Turn the items below into a JSON list of strings with one string per line, skipping blank lines and leaving the pictures out.

:: Source records

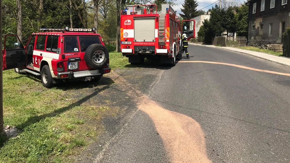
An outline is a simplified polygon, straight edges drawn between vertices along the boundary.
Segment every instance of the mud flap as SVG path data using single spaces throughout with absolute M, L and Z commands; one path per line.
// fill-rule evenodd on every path
M 144 58 L 140 55 L 130 56 L 128 58 L 131 63 L 143 63 L 144 62 Z
M 160 63 L 172 63 L 172 58 L 168 58 L 167 56 L 160 56 Z

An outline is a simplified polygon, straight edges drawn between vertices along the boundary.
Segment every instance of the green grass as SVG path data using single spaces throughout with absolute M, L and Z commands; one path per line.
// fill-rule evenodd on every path
M 33 76 L 3 72 L 4 126 L 21 133 L 8 139 L 0 136 L 0 162 L 72 162 L 97 140 L 105 129 L 102 118 L 117 111 L 79 103 L 85 91 L 72 99 L 68 96 L 81 90 L 71 87 L 47 89 Z
M 131 66 L 128 58 L 123 56 L 121 53 L 110 53 L 110 67 L 112 68 L 122 68 Z
M 261 52 L 267 53 L 270 54 L 273 54 L 276 56 L 282 56 L 283 54 L 282 52 L 277 52 L 269 50 L 267 49 L 259 49 L 259 47 L 255 47 L 254 46 L 245 46 L 243 47 L 236 47 L 236 48 L 245 49 L 246 50 L 249 50 L 252 51 L 255 51 L 258 52 Z
M 113 43 L 110 44 L 108 43 L 105 43 L 105 44 L 106 45 L 106 47 L 107 48 L 109 53 L 116 51 L 116 46 L 114 46 Z

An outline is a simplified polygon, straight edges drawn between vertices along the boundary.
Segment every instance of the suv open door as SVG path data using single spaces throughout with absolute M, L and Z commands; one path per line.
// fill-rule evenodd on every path
M 3 51 L 3 70 L 26 66 L 25 49 L 17 35 L 5 35 Z
M 187 40 L 195 37 L 195 21 L 194 20 L 182 21 L 182 34 L 186 34 Z

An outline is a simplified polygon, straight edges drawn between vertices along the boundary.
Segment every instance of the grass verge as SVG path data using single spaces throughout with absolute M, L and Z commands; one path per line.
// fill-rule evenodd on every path
M 258 47 L 255 47 L 254 46 L 245 46 L 243 47 L 235 47 L 239 49 L 245 49 L 245 50 L 252 50 L 252 51 L 264 53 L 267 53 L 270 54 L 273 54 L 273 55 L 275 55 L 279 56 L 282 56 L 283 54 L 283 53 L 282 52 L 277 52 L 272 51 L 272 50 L 268 50 L 267 49 L 259 49 Z
M 92 106 L 98 103 L 87 101 L 93 95 L 86 88 L 47 89 L 38 78 L 13 70 L 3 72 L 3 84 L 4 125 L 21 132 L 0 136 L 0 162 L 72 162 L 104 131 L 103 117 L 118 111 Z M 95 95 L 102 90 L 95 89 Z
M 128 59 L 123 56 L 121 53 L 110 53 L 110 67 L 112 69 L 123 68 L 125 67 L 134 67 L 129 62 Z

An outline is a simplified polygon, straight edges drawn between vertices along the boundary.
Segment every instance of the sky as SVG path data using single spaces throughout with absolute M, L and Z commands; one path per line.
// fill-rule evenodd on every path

::::

### Written solution
[
  "An outline is a simplified polygon, straight edges drawn between vertices along the boundary.",
  "Segment every instance of the mud flap as SVG path data using single spaces throughout with absolute M, L and Z commands; one path per line.",
  "// fill-rule evenodd on every path",
  "M 144 58 L 140 55 L 130 56 L 128 58 L 131 63 L 143 63 L 144 62 Z",
  "M 160 63 L 172 63 L 172 58 L 168 58 L 167 56 L 160 56 Z",
  "An outline is a simplified polygon, straight edges drawn between vertices along the boundary.",
  "Segment every instance of the green grass as SVG path data using single spaces throughout with absolute M, L and Z commands; one path per line.",
  "// fill-rule evenodd on every path",
  "M 33 76 L 3 72 L 4 126 L 21 133 L 8 139 L 0 136 L 0 162 L 72 162 L 97 140 L 105 129 L 102 118 L 117 111 L 79 103 L 85 91 L 72 99 L 68 96 L 81 90 L 71 87 L 47 89 Z",
  "M 131 66 L 128 58 L 123 56 L 121 53 L 110 53 L 110 67 L 112 68 L 122 68 Z",
  "M 261 52 L 267 53 L 270 54 L 273 54 L 276 56 L 282 56 L 283 54 L 282 52 L 277 52 L 269 50 L 267 49 L 259 49 L 259 47 L 255 47 L 254 46 L 245 46 L 243 47 L 236 47 L 236 48 L 245 49 L 246 50 L 249 50 L 252 51 L 255 51 L 258 52 Z",
  "M 113 43 L 110 44 L 108 43 L 105 43 L 105 44 L 106 45 L 106 47 L 107 48 L 109 53 L 116 51 L 116 46 L 114 46 Z",
  "An outline is a simplified polygon, straight edges drawn between vertices along the boundary.",
  "Segment every instance of the suv open door as SVG path data using single spaces throughout with absolute M, L and Z commands; one path per line.",
  "// fill-rule evenodd on every path",
  "M 3 51 L 3 70 L 26 66 L 25 49 L 17 35 L 5 35 Z",
  "M 187 40 L 195 37 L 195 21 L 194 20 L 182 21 L 182 34 L 186 34 Z",
  "An outline is a simplified polygon, straight edges drawn between vertices along the boundary.",
  "Segment every instance of the grass verge as SVG path data using single spaces throughout with absolute M, L and Z commands; one path per line.",
  "// fill-rule evenodd on every path",
  "M 258 47 L 255 47 L 254 46 L 245 46 L 243 47 L 235 47 L 239 49 L 245 49 L 245 50 L 252 50 L 252 51 L 264 53 L 267 53 L 270 54 L 273 54 L 273 55 L 275 55 L 279 56 L 282 56 L 283 54 L 283 53 L 282 52 L 277 52 L 272 51 L 272 50 L 268 50 L 267 49 L 259 49 Z",
  "M 92 106 L 98 103 L 87 101 L 93 95 L 86 88 L 47 89 L 38 78 L 13 70 L 3 72 L 3 84 L 4 125 L 21 132 L 0 136 L 0 162 L 72 162 L 104 131 L 103 117 L 118 111 Z M 95 95 L 102 90 L 95 89 Z",
  "M 128 59 L 123 56 L 121 53 L 110 53 L 110 67 L 112 69 L 123 68 L 125 67 L 134 67 L 129 62 Z",
  "An outline is a simplified polygon, straight edges drawn between vertices along the boundary.",
  "Segment every instance of the sky as SVG path data using single spaces throughout with absolute M, L and Z commands; one path per line.",
  "// fill-rule evenodd on every path"
]